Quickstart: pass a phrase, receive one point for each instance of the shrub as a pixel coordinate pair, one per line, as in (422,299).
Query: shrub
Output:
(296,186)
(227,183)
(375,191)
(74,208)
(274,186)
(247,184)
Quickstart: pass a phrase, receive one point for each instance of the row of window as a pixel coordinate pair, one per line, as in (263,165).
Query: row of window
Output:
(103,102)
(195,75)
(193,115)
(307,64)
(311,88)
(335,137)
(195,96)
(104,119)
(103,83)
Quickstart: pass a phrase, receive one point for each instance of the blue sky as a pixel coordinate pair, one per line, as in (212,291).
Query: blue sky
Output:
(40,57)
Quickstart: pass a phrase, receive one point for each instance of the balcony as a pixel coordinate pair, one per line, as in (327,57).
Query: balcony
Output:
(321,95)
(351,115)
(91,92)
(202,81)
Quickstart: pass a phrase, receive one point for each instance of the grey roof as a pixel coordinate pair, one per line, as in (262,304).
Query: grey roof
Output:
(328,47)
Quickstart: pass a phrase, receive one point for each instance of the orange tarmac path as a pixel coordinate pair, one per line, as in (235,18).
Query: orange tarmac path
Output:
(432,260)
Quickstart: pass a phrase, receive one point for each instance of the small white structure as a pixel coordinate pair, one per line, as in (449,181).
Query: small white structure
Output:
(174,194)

* [ACTIVITY]: An exact copy of the lines from the one containing "as in (235,18)." through the end of the entries is required, and nothing beyond them.

* [RESULT]:
Quickstart: pass a phrase, receive one point for each instance of the orange tarmac path as a pixel coordinate pair, one per line, as in (235,18).
Query: orange tarmac path
Output:
(432,260)
Quickstart: pass a phrase, receive one point for each instance of the small white structure as a pixel coordinate pair, one per line, as in (449,181).
Query: small white structure
Output:
(174,194)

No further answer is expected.